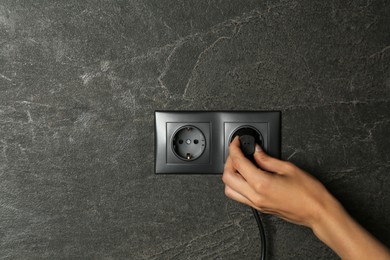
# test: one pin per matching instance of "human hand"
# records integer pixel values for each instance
(282, 189)
(277, 187)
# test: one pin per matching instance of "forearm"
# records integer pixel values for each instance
(345, 236)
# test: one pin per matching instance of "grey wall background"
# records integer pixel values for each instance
(79, 83)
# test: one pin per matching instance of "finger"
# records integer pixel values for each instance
(271, 164)
(235, 181)
(245, 167)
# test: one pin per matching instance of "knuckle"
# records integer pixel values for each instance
(262, 186)
(288, 167)
(225, 177)
(236, 163)
(258, 201)
(227, 192)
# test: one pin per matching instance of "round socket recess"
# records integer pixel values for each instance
(248, 130)
(188, 143)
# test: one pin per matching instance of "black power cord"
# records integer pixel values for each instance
(262, 234)
(249, 137)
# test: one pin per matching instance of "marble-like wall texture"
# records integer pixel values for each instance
(79, 84)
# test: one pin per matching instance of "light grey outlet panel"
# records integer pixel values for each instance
(197, 142)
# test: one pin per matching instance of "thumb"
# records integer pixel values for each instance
(269, 163)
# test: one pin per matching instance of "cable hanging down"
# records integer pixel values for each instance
(262, 233)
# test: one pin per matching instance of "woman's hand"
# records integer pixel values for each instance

§ **Problem to work on**
Reproduce all of the data exactly; the pictures do not belong in the copy.

§ **Final result**
# test: one pin per matching instance of "human hand"
# records integer pixel values for each instance
(282, 189)
(277, 187)
# test: one pin per matching instance of "forearm"
# records integer pixel values for each instance
(345, 236)
# test: one pin per matching instance of "grey wall background"
# records integer pixel values for each instance
(79, 83)
# test: one pin per matching instance of "finger"
# records integer pixel values for each instance
(271, 164)
(235, 181)
(245, 167)
# test: one pin per matching instance of "knuckle"
# records integer pixel values for each instance
(262, 186)
(288, 167)
(225, 177)
(236, 163)
(258, 201)
(227, 192)
# test: one pin per matching instance of "round socket recess"
# records integer pixel values for each instance
(248, 130)
(188, 143)
# test: one pin per matching instance of "black power cord"
# records integer pixel values for each instance
(262, 234)
(249, 137)
# test: one pin per matching instance of "marble-like wall texture"
# records integer pixel values for each instance
(79, 84)
# test: one pin per matching instance of "light grey outlet panel"
# records integer pixel values for each instance
(197, 142)
# test: one pin per matching instance of "thumb"
# records integer pixel values for each instance
(269, 163)
# test: one pin per matching instance of "cable hanging down"
# records integer pixel values for each instance
(262, 233)
# test: one pin per matching instance of "woman's hand"
# records integer pixel values for each instance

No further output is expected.